▸ Work required
Quote the full listing below word for word, reproducing every line in its original order.
---- Listed records
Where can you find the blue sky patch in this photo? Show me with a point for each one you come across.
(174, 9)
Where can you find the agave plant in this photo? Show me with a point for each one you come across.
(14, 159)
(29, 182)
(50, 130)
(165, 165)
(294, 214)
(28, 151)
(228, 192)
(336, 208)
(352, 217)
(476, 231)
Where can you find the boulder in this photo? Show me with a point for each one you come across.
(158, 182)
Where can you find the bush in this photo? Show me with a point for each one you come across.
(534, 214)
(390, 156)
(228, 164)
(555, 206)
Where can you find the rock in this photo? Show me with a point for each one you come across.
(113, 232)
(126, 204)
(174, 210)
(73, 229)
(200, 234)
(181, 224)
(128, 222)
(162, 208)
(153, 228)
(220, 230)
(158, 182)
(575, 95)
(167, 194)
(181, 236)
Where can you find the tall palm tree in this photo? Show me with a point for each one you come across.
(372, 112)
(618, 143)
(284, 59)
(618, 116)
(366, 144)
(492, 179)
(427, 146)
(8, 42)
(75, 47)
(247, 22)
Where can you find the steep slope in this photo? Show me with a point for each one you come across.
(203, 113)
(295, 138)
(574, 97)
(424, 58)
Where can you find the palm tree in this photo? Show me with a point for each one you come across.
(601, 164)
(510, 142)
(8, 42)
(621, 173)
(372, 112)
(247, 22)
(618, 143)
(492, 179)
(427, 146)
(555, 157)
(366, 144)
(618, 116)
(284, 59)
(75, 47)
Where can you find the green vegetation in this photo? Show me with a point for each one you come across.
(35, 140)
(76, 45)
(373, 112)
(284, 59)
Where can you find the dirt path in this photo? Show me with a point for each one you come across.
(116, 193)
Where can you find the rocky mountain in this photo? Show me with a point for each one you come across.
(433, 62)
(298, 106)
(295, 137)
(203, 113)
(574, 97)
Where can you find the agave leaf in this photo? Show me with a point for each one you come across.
--------
▸ Reply to the exercise
Where can you find the blue sky patch in this photo? Show me with a point for each one you come across.
(174, 9)
Where can you find the agave plant in this photo? Show me with a point for each one you come across.
(14, 159)
(29, 182)
(50, 130)
(165, 165)
(294, 214)
(28, 151)
(228, 192)
(336, 208)
(352, 217)
(476, 231)
Where can you find the boulder in this photo? Show me with a point for each one you come across.
(158, 182)
Where can you find the bush in this photo? Show me with a point for each one you come across.
(534, 214)
(390, 156)
(228, 164)
(555, 206)
Where can you find the rock in this photo? Show me with a point for each one you come across.
(113, 232)
(126, 204)
(174, 210)
(73, 229)
(200, 234)
(181, 224)
(128, 222)
(162, 208)
(153, 228)
(220, 230)
(158, 182)
(575, 95)
(167, 194)
(181, 236)
Where can you find the tall palm tree in this photo? Show me with a point for each one you come across.
(372, 112)
(618, 143)
(284, 59)
(618, 116)
(366, 144)
(492, 179)
(427, 146)
(8, 42)
(75, 47)
(247, 22)
Where can you find the steep slope in this photo? Show me with a point for each one you come across.
(203, 113)
(295, 138)
(574, 97)
(424, 58)
Where can you find the palm tree in this photo? Show me with a point for each one you come across.
(601, 164)
(510, 142)
(8, 42)
(621, 173)
(372, 112)
(247, 22)
(618, 143)
(492, 179)
(427, 146)
(555, 157)
(366, 144)
(618, 116)
(284, 59)
(75, 47)
Where can you find the green vegetation in this photo? Show me with a point for each one you come across.
(35, 140)
(76, 45)
(373, 112)
(284, 59)
Where can you find the dirt path in this photo? Show me with a point for each one you come across.
(116, 193)
Where can you find the rocky mountain in this photo? Show me with a point for each one you come across.
(433, 62)
(298, 106)
(295, 137)
(203, 113)
(574, 97)
Where can you find the agave leaf in this photo? Show me with a point for each one you come across.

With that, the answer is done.